For everyone evaluating AI:

Ground truth is a model, not an oracle.
Self-consistency is measurable and meaningful.
When multiple independent systems converge on an answer your labels reject, consider that they might be right.

The Meta-Lesson

I set out to benchmark LLM classification performance. I ended up learning something more fundamental: that “correct” in classification tasks is surprisingly slippery.

Opus agrees with itself 99.86% of the time. Other models agree with Opus about 78% of the time. They agree with each other about 82% of the time.

The gap between 78% and 99.86% isn’t model failure. It’s the space where reasonable systems learned different classification heuristics from their training data. None of them are wrong. They’re just different.

Next time you see a model “underperforming” on a benchmark, ask yourself: what if the benchmark is the outlier? Sometimes the models aren’t wrong. They’re outvoting the ground truth. And maybe that’s worth listening to.

What It Cost

For the budget-conscious: here’s what 1,400 classifications cost on OpenRouter for the frontier models:

Model	Total Cost
GPT-5-mini	$3.62
Claude Haiku 4.5	$2.68
Gemini 3 Flash	$1.11
Grok 4.1 Fast	$0.73
Total	$8.14

The entire frontier model benchmark cost under $10. Gemini 3 Flash offers the best bang-for-buck: 76.8% accuracy at $0.0008 per classification. GPT-5-mini costs 3x more but only gains 3 percentage points.

For comparison: gpt-oss:120b running locally on an RTX 6000 Blackwell Pro QMax costs about $0.075/hour in electricity at 500W system draw. But electricity isn’t the whole story—factor in depreciation and overhead on a $10k workstation and you’re looking at roughly $2/hour total cost. The 1,400-case benchmark took about 52 minutes, so maybe $1.75 total. That’s still cheaper than the cloud models, but there’s a real cost to controlling your own destiny by owning hardware instead of renting by the token.

Worth noting: gpt-oss:120b is the largest open-weight model tested—the frontier models (GPT-5-mini, Grok, Gemini, Claude) don’t publicly disclose their parameter counts, though estimates range from 600B to 1.8 trillion. Yet a 120B model running on a single GPU matched them on accuracy and beat most of them on speed. For domain-specific classification tasks, you may not need the frontier.

There’s another advantage to open-weight models: you can train them. A few hundred examples of domain-specific classifications, some fine-tuning, and that 78% accuracy could climb significantly higher. The frontier models are black boxes—you get what you get. Open-weight models are starting points you can customize for your domain.

■ WHAT TO DO
1. Summarize the benchmarking write-up above in two sentences.
2. According to the benchmarking write-up, how long did the 1,400-case benchmark take with gpt-oss:120b running locally?
3. Write the next few sentences of the benchmarking write-up, picking up after its final sentence.

■ RECORDS PROVIDED
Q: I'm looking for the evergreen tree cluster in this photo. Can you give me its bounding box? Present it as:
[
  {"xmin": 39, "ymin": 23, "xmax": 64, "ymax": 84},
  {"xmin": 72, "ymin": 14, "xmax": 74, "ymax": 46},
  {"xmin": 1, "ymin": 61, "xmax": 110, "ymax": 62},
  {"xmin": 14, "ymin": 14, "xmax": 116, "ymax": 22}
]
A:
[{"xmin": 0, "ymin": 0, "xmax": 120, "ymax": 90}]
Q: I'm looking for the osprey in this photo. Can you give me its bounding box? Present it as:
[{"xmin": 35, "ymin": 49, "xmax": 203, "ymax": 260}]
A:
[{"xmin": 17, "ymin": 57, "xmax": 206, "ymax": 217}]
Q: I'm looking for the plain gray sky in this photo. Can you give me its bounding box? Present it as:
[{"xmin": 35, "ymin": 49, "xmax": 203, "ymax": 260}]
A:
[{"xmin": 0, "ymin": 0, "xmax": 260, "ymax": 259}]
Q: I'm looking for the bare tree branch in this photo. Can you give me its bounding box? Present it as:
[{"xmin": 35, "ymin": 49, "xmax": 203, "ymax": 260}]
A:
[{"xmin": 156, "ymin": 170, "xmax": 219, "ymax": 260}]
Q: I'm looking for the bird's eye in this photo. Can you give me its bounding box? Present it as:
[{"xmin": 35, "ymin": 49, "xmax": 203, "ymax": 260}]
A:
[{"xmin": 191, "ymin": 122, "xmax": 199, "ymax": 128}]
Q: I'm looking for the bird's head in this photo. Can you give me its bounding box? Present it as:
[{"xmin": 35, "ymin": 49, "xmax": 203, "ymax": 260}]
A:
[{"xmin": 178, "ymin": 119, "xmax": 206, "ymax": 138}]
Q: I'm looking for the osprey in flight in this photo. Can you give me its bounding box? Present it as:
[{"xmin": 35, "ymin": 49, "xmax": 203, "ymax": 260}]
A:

■ ANSWERS FOR THE TASKS
1. Benchmarking LLM classification showed that "correct" is slippery: Opus agreed with itself 99.86% of the time while other models agreed with it only about 78% of the time, so when independent models converge against the labels, the ground truth may be the outlier. The frontier models cost $8.14 for 1,400 classifications, but the locally run open-weight gpt-oss:120b matched them on accuracy, beat most on speed, cost less, and can be fine-tuned for a specific domain.

2. About 52 minutes.

3.
And the Opus self-agreement test? $0.00. When I first considered running Opus through OpenRouter, the cost would have been significant—Opus 4.5 isn’t cheap. But then it hit me: Claude Code runs on Opus 4.5. Why pay for API calls when I can just ask it directly?

So it did. All 1,400 classifications happened inline during a Claude Code session, covered by the monthly Claude Max subscription. The AI figured out how to avoid paying for itself.

Benchmark: 1,400 construction specifications across 35 industry-standard categories. Models tested via OpenRouter: GPT-5-mini, Grok 4.1, Gemini 3 Flash, Claude Haiku 4.5, Devstral-2512. Local model: gpt-oss:120b via Ollama. Self-agreement test performed by Claude Opus 4.5 via Claude Code. December 2025.

Appendix: About That Self-Test

A note on methodology: the “self-agreement test” was performed by Claude Opus 4.5 classifying all 1,400 specs during a Claude Code session. No API calls, no token costs—just direct classification using the same enhanced prompt given to other models.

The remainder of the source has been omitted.